# INSTRUCTION
In the passage on the "bodiless soul," what does the text say the core issue ultimately is?

# SOURCE DOCUMENT
The absence of organization, structure, a specific powerful and influential individual or movement—or the lack of any element currently assuming such a role—prevents the representation, shaping, and direction of this mentality, thus making it impossible for the soul to transform into a functional body. In such a situation, social energy usually manifests in small, scattered, situational, and sometimes symbolic actions rather than large, focused ones. This fragmentation is not necessarily a sign of the absence of will, but rather an indication of the absence of a vessel that can hold, concentrate, and transform that will into visible power.
From this perspective, silence or low voice does not necessarily imply consent or passivity; perhaps it is a kind of “suspension” (the suspension between the desire to express and the absence of means of expression). Such a state resembles a situation where collective consciousness has formed but has not yet found its institutional language. It is here that the metaphor of the “bodiless soul” gains meaning: an entity that is felt, leaves an impact, inspires, and reacts at critical moments; yet, due to the absence of an organized body, it cannot remain continuously and systematically on the stage.
Ultimately, the core issue is not the absence of mentality or desire, but the matter of “mediators”: mediators capable of transforming historical experience into a political program, a sense of identity into a public demand, and collective memory into collective action. Until these mediators are formed, the soul will remain, in the grand equations, not as an embodied and determining force, but rather as a sign, an echo, or the shadow of a possibility of existence.

# DATA SECTION
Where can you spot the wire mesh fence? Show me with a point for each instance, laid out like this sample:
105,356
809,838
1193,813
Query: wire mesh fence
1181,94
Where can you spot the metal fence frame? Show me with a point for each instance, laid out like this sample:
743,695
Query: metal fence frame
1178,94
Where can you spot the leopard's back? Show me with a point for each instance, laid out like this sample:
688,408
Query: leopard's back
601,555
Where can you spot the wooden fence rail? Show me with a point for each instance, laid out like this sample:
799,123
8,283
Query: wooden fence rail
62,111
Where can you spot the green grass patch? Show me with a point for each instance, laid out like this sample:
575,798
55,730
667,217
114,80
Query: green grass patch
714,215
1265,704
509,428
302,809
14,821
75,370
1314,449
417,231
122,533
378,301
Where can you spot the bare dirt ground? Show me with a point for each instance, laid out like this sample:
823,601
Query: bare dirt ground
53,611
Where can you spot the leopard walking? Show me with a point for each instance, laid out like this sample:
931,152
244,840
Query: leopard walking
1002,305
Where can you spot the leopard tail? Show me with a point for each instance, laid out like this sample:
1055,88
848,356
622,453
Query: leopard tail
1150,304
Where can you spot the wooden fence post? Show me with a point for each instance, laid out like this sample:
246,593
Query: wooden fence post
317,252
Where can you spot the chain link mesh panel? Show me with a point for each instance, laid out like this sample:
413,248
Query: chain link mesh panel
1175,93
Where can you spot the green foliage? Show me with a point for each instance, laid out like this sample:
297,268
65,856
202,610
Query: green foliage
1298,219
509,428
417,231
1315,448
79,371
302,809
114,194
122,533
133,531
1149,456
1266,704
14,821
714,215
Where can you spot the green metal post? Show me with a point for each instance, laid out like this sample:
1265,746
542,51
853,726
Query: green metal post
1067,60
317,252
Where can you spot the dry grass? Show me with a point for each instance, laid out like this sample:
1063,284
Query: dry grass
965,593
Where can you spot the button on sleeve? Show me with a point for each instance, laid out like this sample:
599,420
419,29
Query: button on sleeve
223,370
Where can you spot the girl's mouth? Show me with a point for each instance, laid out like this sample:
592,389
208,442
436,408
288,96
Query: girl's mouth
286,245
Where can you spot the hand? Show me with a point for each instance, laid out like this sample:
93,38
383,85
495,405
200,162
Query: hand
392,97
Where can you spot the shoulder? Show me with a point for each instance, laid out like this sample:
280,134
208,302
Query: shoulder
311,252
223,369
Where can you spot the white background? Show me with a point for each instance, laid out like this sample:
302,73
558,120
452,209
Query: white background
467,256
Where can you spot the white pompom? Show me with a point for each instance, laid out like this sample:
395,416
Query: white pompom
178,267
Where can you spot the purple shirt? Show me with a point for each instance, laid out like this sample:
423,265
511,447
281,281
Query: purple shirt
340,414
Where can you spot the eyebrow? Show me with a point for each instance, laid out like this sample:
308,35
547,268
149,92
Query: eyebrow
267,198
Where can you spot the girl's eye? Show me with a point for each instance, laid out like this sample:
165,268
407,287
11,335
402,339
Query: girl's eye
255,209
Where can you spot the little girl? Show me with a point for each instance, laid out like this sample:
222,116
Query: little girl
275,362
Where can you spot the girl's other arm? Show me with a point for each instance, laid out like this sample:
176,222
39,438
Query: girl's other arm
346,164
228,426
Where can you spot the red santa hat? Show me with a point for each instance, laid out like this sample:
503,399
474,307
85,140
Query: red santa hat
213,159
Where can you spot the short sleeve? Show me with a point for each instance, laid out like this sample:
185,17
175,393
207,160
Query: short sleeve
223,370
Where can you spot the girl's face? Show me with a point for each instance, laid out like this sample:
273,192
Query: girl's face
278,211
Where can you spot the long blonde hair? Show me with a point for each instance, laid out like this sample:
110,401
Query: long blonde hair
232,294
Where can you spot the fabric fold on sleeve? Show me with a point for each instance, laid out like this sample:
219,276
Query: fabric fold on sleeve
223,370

# ANSWER FOR THIS EXERCISE
The matter of "mediators" who can turn historical experience into a political program, a sense of identity into a public demand, and collective memory into collective action.